Tus instrucciones: Devuelve completas todas las líneas de los registros en las que aparezca la palabra "tree". Distingue entre mayúsculas y minúsculas.
========================================
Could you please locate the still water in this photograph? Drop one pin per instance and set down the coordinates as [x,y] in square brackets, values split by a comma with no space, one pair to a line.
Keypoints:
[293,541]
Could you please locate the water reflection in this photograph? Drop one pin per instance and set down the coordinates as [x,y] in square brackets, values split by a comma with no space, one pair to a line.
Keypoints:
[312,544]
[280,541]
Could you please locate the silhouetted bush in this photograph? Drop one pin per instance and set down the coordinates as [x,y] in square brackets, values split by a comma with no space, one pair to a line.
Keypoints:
========================================
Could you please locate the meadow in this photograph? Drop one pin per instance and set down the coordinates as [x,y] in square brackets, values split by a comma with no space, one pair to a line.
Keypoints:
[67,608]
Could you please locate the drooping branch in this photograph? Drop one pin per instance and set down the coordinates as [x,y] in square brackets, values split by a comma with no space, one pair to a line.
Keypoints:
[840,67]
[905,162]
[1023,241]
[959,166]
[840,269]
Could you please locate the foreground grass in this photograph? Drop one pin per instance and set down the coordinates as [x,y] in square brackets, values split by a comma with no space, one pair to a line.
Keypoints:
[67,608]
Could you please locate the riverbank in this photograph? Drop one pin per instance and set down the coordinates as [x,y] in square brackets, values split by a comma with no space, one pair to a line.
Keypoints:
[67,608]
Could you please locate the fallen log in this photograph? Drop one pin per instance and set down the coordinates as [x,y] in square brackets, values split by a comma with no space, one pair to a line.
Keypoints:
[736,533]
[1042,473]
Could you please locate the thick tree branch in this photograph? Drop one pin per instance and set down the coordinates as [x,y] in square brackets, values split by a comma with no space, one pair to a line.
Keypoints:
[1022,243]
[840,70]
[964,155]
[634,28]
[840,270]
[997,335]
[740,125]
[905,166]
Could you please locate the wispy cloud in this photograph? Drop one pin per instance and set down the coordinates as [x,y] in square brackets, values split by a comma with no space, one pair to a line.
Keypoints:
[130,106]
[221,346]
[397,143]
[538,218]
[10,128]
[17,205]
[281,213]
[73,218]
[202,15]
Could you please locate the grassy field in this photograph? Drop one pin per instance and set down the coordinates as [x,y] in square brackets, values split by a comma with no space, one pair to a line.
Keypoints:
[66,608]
========================================
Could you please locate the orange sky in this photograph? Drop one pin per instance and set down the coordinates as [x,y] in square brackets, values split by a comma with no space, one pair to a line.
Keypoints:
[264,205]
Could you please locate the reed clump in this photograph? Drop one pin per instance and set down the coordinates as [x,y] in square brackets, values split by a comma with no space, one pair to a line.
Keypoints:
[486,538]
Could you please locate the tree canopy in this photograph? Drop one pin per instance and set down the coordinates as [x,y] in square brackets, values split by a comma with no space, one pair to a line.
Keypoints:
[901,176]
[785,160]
========================================
Respuesta desarrollada:
Could you please locate the thick tree branch in this photograph? Drop one pin per instance and set down the coordinates as [x,y] in square brackets, values split by a comma with no space, one pair to a line.
Could you please locate the tree canopy in this photograph? Drop one pin per instance and set down the coordinates as [x,y] in square brackets, values split by a comma with no space, one pair to a line.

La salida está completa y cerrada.